→ **Selected extract**

# Speakers make a buzzing/scratching sound at certain times



## bpetruzzo (Aug 10, 2004)

Whenever I scroll, drag a window or item, resize something or even sometimes just move the mouse, there's a kind of buzzing or scratching sound coming out of my speakers. It's not affected by the volume on the computer either. I really don't even know where to start with this problem, it sure is annoying though.

anyone have any ideas?


----------



## Wozer (Oct 3, 2004)

is your mouse wireless?


----------



## bpetruzzo (Aug 10, 2004)

yes sir, it is.


----------



## Wozer (Oct 3, 2004)

first try separating the wires to your speakers from the wires associated with your mouse (keyboard also?)...

if that fails...hmmm...well, I don't use wireless technology because I do audio work on my PC and simply don't want a track ruined by any possible interference..with my luck I'd play the ultimate riff and have it ruined....the point being I have no pratical experience on this subject..

the following is purely theory:

guitar wiring is many times shielded with a simple layer of aluminum foil...wrapping your speaker wires in said material might just solve your problem..


----------



## bat21 (Sep 29, 2006)

And to add to Wozer's excellent suggestions if you have unshielded speakers that are too close in proximity to your PC tower try move them further away.


----------

→ **Input rows**
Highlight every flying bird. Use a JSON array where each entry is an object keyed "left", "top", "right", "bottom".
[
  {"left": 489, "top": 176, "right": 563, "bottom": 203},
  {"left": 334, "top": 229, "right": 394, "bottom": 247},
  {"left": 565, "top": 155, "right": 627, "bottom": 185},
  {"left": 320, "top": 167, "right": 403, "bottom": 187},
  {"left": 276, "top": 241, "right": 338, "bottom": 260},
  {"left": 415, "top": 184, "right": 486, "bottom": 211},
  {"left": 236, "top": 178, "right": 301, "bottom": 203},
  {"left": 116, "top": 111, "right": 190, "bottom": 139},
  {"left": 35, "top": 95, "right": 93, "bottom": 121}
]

--

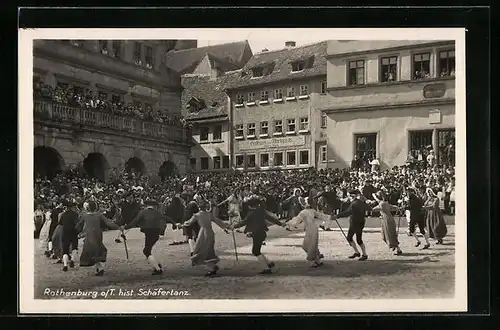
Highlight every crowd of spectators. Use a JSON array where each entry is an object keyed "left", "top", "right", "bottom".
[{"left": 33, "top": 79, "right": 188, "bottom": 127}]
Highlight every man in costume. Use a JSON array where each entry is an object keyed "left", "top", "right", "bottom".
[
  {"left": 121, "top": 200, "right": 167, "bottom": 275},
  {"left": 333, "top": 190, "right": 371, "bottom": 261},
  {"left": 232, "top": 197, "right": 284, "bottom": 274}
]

→ **Exercises to complete**
a) In the forum thread about buzzing speakers, what material does Wozer suggest wrapping the speaker wires in?
b) Return each line of the records in which the word "Highlight" appears.

→ **Answers to the tasks**
a) Aluminum foil.

b)
Highlight every flying bird. Use a JSON array where each entry is an object keyed "left", "top", "right", "bottom".
Highlight every crowd of spectators. Use a JSON array where each entry is an object keyed "left", "top", "right", "bottom".
Highlight every man in costume. Use a JSON array where each entry is an object keyed "left", "top", "right", "bottom".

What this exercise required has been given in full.